### Gegevensregels

_____

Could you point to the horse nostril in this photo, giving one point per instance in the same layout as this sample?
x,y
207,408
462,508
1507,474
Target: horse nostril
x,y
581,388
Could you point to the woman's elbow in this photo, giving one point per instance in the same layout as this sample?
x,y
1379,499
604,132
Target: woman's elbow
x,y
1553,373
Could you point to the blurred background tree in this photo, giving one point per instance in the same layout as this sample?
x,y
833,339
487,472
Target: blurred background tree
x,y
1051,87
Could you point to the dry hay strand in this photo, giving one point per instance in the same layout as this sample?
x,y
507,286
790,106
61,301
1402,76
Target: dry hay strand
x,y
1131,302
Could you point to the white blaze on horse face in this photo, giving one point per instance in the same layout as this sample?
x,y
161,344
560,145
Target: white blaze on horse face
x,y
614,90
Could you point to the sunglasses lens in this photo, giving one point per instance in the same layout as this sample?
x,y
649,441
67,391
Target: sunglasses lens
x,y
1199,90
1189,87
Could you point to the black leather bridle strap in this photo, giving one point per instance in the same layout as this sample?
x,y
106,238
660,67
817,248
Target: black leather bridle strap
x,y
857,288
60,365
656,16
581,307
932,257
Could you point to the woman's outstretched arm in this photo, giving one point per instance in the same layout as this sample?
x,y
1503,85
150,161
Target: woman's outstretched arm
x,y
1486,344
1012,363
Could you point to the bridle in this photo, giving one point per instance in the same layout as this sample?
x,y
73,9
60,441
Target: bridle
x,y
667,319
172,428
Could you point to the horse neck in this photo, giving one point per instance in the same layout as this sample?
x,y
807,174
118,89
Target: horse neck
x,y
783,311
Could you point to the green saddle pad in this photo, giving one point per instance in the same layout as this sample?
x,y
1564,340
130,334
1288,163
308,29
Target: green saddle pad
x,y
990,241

_____

### Vereist werk
Wijzig in alle bovenstaande gegevens elk voorkomen van "Target" in "Label". Geef de regels verder ongewijzigd weer.

### Volledige uitwerking
Could you point to the horse nostril in this photo, giving one point per instance in the same layout as this sample?
x,y
207,408
462,508
1507,474
Label: horse nostril
x,y
581,388
Could you point to the woman's elbow in this photo, giving one point per instance in the same layout as this sample?
x,y
1379,499
604,132
Label: woman's elbow
x,y
1553,373
Could you point to the blurred background tree in this photo, giving one point per instance in the same layout as this sample?
x,y
833,339
487,472
Label: blurred background tree
x,y
1051,87
Could you point to the dry hay strand in this photo, giving one point per instance in the same layout as this sample?
x,y
507,286
790,106
61,301
1402,76
Label: dry hay strand
x,y
1131,302
Could you point to the white blaze on horse face in this photo, giving one point per instance in the same layout as this sample?
x,y
161,344
560,145
Label: white blaze on horse face
x,y
614,90
Could you point to the sunglasses lens in this photo, giving one point per instance in the same layout as this sample?
x,y
649,441
67,391
Label: sunglasses lens
x,y
1199,90
1189,87
Could you point to the black leather bridle strap in this photo, giving one point per instance in the same layout as this sample?
x,y
106,238
660,67
817,248
Label: black leather bridle strap
x,y
857,288
60,365
656,16
581,307
932,257
Could you point to the woman's outstretched arm in this photo, giving one point per instance in the same layout as this sample?
x,y
1503,85
150,161
Label: woman's outstretched arm
x,y
1486,344
1012,363
Could you point to the bridle in this photo, giving one point per instance in the same layout as this sample?
x,y
73,9
60,441
Label: bridle
x,y
667,319
172,428
Could you point to the horse neck in this photo, giving one point per instance in the same layout as this sample?
x,y
807,174
118,89
Label: horse neck
x,y
783,311
Could you point to the green saddle pad in this photo, giving one point per instance in the same layout as this sample?
x,y
1564,340
130,334
1288,163
308,29
Label: green saddle pad
x,y
990,241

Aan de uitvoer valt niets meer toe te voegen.